**WORK INSTRUCTION A:**
Please copy the part of the monkeypox article from "SINGAPORE — A" to "of the disease." word for word.
**WORK INSTRUCTION B:**
Answer these questions from the monkeypox article:
(i) How many confirmed infections did the study published in the New England Journal of Medicine cover?
(ii) How many cases had Singapore reported as of Tuesday (July 26)?
(iii) What share of the 699 cases in the British Health Security Agency report were men who had sex with other men?
**WORK INSTRUCTION C:**
Continue the monkeypox article after its final sentence.

SINGAPORE — A global outbreak of monkeypox is being largely driven by men who have sex with men, based on a finding from the largest study of the disease.
The study published in the New England Journal of Medicine on July 21 found that of 528 confirmed infections diagnosed between April 27 and June 24 this year, 98 per cent were gay or bisexual men, and 95 per cent had caught the disease through sexual activity.
Last week, the World Health Organization (WHO) declared the disease a global health emergency.
As more is known of how the disease is spread, infectious disease experts here and overseas have warned against stigmatising monkeypox with the gay community because it will only serve to further its spread, alienating this group of patients and making them not want to get medical help or treatment.
Apart from that, the spread of monkeypox is not just limited to sexual activity among homosexuals. The disease also spreads through close contact, which means that it is possible for the virus to infect people who have sex with people of the opposite sex and through kissing, for example.
The number of monkeypox cases worldwide has ballooned past the 18,000 mark on July 25, the Centers for Disease Control and Prevention (CDC) in the United States reported.
Singapore has reported 10 cases as of Tuesday (July 26)
Medical experts around the world have thus emphasised the need to raise awareness of its spread.
TODAY takes a look at what the developments are and what is being done in Singapore to curb the spread of monkeypox.
WHO ARE AT RISK OF CONTRACTING MONKEYPOX?
The largest study of the disease led by scientists at Queen Mary University of London looked at 528 patients from 16 countries. All were men and 41 per cent had the human immunodeficiency virus (HIV).
The study’s findings are in line with previous studies of monkeypox. For example, a report from the British Health Security Agency found that 97 per cent of 699 monkeypox cases it studied were men who had sex with other men.

Collected data:
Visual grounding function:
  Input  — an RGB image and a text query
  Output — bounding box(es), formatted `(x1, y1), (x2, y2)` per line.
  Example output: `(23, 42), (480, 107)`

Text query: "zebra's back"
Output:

**RESULT A:**
SINGAPORE — A global outbreak of monkeypox is being largely driven by men who have sex with men, based on a finding from the largest study of the disease.

**RESULT B:**
(i) 528
(ii) 10
(iii) 97 per cent

**RESULT C:**
In the new study by Queen Mary University of London, the authors noted that 95 per cent of the patients had caught the disease through sexual contact, adding: “The strong likelihood of sexual transmission was supported by the findings of primary genital, anal and oral mucosal lesions, which may represent the inoculation site.”
An inoculation site is the location where something, such as bacteria or a virus, enters a human.
This is further supported by WHO, which said that monkeypox spreads through close contact, such as face-to-face, skin-to-skin, mouth-to-mouth and mouth-to-skin contact.
Monkeypox can cause symptoms such as fever, a rash, headaches, back pain, aching muscles and a general fatigue.
In an infographic put out on July 18, the international health organisation stated: “The virus can also spread from contaminated environments to humans, such as when a person with monkeypox touches clothing, bedding, towels, objects, electronics and surfaces.
“Ulcers, lesions or sores in the mouth can also be infectious, meaning the virus can spread through direct contact with the mouth, respiratory droplets and possibly through short-range aerosols.”
It is for these reasons that Dr Jay Varma, an infectious disease expert at Weill Cornell Medicine in the US, told news site NBC: “The finding that 95 per cent of cases may have been transmitted during sex provides reassurance that this outbreak is primarily caused by very close contact and may explain why it’s been largely limited, so far, to dense social networks of men who have sex with men.”
Associate Professor Gregg Gonsalves from the Yale School of Public Health, whose expertise is in epidemiology or the spread of diseases, told The New York Times last month that the spread is largely among men who have multiple sexual partners — thereby keeping it within this community.
This is why international awareness campaigns are largely targeted towards gay, bisexual and men who have sex with men — despite the disease’s potential to spread to those who do not fall in this category.
For example, WHO has put out targeted public health advice about monkeypox for this group of men, including an infographic that lay down tell-tale signs of the disease and how it spreads, among other information.
In response to queries, Singapore’s Ministry of Health (MOH) said: “In line with the WHO’s recommendations, efforts have also been taken to reach out to the at-risk population (for example persons engaging in high-risk sexual activities) through healthcare and community partners, to raise awareness of monkeypox virus transmission and the precautionary measures to reduce the risk of onward transmission.”
When asked what high-risk sexual activities may be, MOH referred to WHO’s website, which states that it involves activities “such as persons who have multiple sexual partners”.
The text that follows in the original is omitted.